> [Work to do]
Select each line in the material below that contains the word "mouth". Copy those lines in order.

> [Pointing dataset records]
* Start *
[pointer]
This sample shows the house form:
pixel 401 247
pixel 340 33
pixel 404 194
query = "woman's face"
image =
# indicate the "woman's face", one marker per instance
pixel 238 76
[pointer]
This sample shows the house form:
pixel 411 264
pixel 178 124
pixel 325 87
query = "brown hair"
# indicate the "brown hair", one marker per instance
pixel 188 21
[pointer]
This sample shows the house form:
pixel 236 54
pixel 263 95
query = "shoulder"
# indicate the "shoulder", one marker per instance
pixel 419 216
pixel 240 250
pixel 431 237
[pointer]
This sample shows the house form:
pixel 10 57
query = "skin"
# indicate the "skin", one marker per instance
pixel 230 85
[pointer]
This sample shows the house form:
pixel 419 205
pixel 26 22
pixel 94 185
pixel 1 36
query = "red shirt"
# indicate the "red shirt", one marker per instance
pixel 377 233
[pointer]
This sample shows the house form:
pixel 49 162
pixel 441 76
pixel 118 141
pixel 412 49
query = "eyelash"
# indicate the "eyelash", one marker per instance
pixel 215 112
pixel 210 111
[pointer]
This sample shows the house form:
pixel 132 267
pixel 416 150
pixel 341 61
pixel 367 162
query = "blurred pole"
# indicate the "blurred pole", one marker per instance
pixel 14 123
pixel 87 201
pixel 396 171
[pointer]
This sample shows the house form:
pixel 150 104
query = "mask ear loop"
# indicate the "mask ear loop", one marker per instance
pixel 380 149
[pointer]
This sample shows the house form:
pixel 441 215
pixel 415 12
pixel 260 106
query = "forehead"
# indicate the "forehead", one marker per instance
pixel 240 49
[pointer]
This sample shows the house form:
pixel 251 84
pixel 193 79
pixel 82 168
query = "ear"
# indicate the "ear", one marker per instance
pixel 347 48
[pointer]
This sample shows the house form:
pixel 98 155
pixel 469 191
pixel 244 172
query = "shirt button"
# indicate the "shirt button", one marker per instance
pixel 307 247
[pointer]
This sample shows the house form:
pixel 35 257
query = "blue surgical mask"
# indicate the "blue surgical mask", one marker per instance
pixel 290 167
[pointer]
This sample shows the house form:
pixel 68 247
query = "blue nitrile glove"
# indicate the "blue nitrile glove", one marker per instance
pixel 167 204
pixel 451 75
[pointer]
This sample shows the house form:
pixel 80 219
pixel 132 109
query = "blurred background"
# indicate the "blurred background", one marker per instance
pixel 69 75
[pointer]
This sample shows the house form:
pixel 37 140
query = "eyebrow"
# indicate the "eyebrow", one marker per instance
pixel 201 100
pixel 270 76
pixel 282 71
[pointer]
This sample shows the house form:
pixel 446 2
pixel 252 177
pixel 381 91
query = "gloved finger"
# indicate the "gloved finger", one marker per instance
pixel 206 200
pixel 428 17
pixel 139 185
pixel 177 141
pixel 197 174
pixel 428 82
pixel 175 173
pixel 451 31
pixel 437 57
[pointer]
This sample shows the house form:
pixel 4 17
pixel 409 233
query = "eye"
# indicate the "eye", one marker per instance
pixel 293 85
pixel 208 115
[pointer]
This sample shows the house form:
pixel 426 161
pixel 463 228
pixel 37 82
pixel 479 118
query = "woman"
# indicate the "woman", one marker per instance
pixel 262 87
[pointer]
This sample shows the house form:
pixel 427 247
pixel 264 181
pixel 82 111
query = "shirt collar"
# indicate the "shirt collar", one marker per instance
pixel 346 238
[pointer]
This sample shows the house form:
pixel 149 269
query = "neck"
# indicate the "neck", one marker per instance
* End *
* Start *
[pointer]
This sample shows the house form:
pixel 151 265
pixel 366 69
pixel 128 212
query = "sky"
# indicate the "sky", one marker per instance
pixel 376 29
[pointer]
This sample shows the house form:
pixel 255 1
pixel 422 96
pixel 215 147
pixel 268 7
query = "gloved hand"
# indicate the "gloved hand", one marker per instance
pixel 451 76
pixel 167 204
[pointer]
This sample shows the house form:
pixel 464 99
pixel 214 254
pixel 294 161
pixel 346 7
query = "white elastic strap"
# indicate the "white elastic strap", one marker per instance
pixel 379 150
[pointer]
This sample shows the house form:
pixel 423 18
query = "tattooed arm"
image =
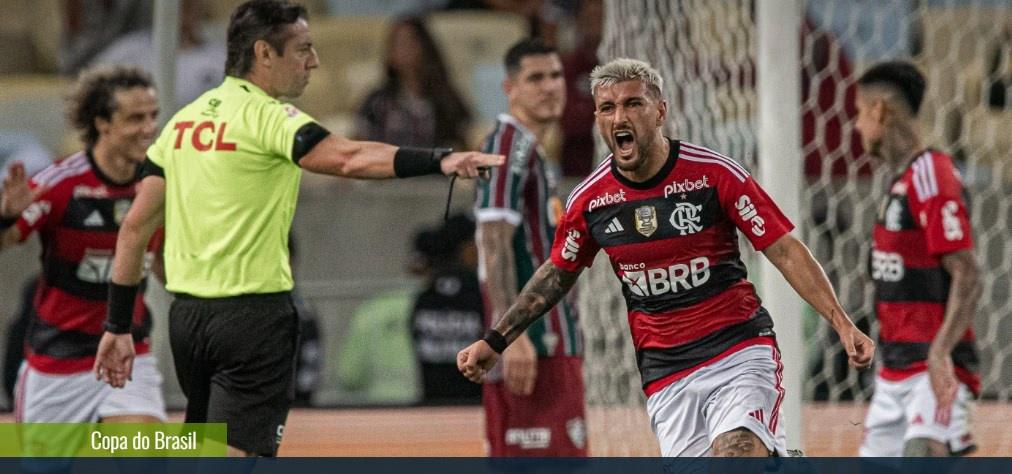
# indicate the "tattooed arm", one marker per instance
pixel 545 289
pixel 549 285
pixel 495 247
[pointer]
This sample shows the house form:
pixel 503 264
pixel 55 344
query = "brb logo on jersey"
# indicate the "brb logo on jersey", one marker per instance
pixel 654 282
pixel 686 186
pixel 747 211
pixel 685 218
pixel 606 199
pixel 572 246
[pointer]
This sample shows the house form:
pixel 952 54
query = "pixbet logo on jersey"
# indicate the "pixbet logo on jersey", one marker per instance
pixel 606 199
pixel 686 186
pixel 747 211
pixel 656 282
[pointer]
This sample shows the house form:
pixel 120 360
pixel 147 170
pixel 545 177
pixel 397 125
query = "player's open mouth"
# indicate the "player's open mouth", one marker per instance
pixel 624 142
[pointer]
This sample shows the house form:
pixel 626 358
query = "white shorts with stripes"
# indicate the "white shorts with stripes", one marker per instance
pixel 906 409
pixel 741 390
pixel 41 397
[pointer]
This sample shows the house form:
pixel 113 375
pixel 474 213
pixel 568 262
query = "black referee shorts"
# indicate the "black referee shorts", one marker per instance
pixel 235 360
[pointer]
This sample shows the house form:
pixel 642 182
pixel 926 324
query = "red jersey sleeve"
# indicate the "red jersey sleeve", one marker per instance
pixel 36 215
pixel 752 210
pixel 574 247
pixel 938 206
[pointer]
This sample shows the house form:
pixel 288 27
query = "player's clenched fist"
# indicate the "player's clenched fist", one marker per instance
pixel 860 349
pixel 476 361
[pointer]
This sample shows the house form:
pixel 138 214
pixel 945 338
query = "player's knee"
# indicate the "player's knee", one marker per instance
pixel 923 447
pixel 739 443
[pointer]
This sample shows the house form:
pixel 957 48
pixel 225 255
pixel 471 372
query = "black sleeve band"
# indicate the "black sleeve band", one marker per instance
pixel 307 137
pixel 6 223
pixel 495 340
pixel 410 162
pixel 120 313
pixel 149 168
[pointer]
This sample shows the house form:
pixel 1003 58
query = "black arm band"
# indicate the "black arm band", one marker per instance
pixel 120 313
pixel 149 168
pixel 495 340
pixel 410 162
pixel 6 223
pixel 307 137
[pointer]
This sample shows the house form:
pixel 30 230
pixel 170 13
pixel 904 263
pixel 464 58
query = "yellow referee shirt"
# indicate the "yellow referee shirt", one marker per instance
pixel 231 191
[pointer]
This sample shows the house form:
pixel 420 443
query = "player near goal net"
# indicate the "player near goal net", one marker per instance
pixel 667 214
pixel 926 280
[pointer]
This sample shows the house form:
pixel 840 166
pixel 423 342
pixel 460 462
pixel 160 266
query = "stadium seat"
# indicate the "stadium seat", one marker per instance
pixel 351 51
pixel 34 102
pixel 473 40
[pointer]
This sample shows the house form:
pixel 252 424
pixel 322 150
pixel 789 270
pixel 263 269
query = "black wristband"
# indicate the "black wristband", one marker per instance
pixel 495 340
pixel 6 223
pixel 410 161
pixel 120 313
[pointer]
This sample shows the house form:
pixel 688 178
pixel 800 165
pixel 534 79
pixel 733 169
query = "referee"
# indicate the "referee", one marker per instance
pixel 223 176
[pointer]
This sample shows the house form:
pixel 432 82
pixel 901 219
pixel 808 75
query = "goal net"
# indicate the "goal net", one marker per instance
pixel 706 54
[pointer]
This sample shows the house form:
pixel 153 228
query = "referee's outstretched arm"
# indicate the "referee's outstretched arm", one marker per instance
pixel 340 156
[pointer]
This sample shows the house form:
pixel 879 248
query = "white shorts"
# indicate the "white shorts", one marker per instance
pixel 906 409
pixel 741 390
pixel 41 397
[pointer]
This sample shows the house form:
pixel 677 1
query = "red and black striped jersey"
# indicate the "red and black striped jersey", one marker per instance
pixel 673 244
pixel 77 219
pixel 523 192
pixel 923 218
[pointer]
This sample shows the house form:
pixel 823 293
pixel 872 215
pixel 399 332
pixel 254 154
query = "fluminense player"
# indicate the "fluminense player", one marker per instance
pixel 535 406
* End *
* Start *
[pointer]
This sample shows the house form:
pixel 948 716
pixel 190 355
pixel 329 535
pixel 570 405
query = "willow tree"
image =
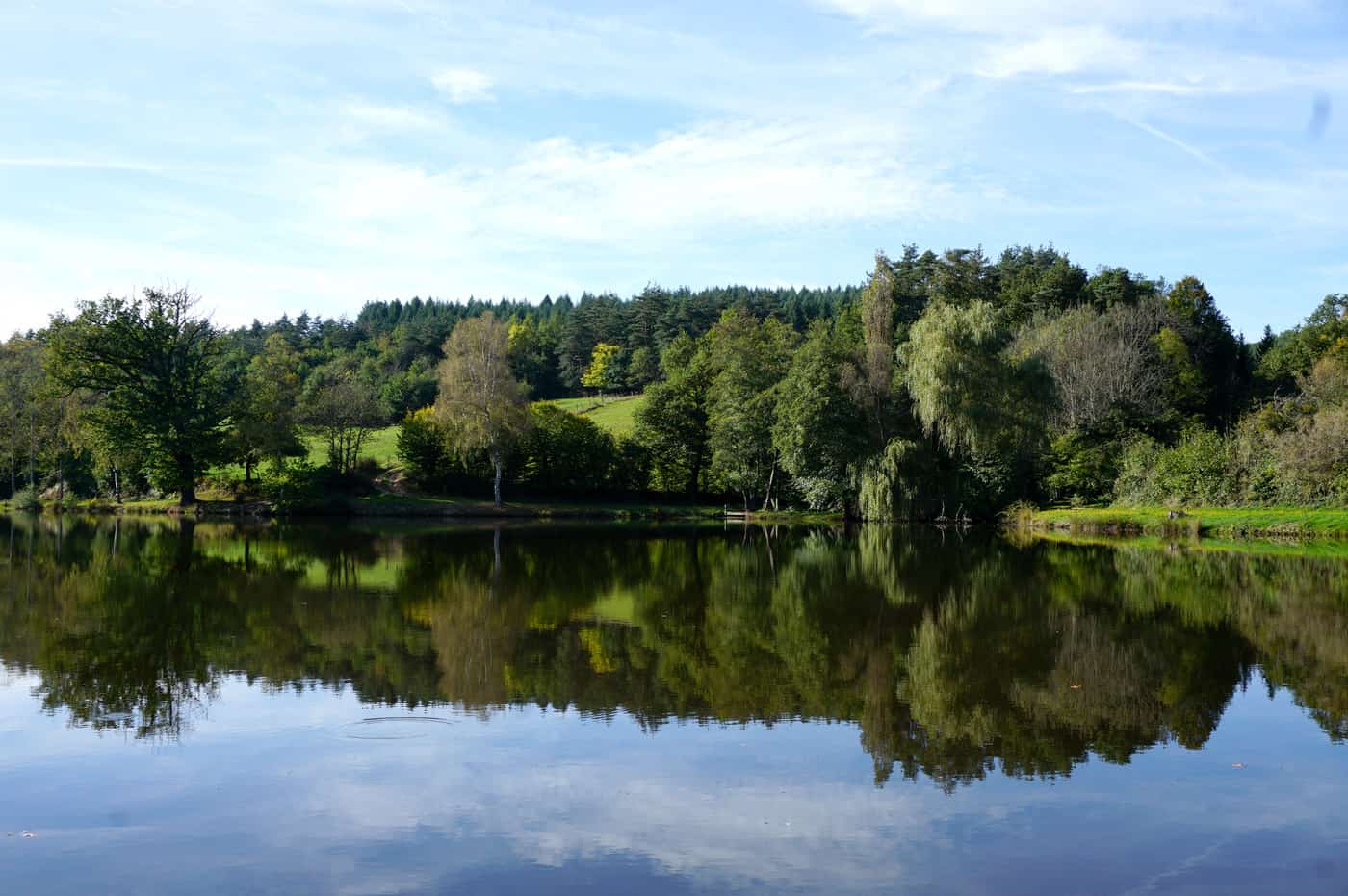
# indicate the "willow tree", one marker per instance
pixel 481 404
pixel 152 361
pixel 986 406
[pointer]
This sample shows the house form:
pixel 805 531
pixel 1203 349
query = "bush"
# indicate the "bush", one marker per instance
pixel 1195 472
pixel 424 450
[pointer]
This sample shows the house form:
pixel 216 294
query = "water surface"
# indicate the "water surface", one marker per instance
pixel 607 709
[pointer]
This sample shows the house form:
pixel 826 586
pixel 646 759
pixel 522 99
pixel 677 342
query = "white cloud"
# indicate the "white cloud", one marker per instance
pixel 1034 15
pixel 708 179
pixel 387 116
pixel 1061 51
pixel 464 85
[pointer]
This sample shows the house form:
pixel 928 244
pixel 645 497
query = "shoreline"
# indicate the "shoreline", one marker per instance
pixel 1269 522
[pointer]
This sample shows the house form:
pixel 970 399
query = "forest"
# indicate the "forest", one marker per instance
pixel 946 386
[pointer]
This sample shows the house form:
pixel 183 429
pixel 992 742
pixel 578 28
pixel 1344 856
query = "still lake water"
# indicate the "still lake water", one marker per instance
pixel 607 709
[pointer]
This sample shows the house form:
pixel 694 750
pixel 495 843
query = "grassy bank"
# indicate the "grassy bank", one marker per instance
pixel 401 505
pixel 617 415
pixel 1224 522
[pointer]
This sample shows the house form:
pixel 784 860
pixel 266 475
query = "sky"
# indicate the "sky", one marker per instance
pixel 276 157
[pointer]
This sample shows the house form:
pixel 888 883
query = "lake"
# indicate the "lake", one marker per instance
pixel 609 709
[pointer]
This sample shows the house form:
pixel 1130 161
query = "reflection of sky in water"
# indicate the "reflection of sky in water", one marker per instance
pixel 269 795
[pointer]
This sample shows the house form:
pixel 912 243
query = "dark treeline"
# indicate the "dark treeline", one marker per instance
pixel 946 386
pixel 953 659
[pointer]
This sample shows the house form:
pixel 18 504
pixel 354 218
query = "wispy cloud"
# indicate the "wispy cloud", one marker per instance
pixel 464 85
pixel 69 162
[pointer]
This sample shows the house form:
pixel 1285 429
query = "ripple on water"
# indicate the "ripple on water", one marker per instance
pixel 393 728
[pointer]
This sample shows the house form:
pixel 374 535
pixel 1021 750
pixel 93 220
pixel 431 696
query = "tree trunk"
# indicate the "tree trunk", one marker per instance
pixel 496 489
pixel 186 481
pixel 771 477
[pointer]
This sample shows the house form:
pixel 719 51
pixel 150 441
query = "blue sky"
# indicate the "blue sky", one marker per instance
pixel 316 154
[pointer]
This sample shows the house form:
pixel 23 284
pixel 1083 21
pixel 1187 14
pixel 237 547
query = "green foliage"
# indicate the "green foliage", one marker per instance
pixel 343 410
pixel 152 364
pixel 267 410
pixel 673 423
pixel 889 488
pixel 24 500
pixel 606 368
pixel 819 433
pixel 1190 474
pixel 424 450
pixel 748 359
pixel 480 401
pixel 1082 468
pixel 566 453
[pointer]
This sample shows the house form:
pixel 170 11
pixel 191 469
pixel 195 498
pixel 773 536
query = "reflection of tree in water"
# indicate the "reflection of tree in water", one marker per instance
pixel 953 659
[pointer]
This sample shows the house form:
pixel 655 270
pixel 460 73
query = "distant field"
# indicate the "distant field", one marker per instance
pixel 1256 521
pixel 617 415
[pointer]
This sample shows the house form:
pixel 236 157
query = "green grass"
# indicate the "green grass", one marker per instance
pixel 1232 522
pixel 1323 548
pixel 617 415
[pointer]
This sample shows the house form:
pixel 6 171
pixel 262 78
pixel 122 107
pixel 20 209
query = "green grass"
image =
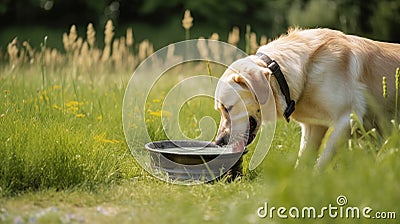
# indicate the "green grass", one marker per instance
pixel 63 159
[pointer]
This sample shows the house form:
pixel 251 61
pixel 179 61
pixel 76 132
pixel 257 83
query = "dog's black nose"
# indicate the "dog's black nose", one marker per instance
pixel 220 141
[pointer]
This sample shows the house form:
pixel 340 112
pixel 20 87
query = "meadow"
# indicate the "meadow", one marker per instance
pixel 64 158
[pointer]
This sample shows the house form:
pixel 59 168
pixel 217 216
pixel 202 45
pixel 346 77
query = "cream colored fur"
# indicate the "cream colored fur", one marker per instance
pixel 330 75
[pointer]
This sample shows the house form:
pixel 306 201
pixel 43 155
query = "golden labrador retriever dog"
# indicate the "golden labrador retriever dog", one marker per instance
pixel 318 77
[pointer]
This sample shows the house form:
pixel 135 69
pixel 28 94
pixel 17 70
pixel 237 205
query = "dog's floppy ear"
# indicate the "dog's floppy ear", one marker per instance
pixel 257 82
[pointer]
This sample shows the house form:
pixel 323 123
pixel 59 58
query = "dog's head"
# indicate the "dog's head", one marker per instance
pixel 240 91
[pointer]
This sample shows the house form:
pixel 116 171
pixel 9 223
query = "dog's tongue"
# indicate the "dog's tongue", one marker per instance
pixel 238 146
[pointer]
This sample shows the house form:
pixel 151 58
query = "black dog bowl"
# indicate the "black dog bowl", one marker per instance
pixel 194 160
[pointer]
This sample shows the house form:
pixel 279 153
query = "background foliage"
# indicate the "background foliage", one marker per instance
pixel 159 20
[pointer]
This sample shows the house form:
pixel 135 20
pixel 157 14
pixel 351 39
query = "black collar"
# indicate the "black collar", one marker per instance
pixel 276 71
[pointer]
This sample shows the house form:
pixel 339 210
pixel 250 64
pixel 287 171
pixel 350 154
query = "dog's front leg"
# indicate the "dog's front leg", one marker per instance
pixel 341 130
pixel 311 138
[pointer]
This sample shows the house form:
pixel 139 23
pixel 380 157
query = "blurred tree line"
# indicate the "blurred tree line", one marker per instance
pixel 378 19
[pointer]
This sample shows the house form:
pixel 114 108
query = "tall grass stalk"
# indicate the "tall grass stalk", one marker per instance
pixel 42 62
* End *
> [Answer to this problem]
query = "player's open mouth"
# indicate the "player's open mouth", one marker per instance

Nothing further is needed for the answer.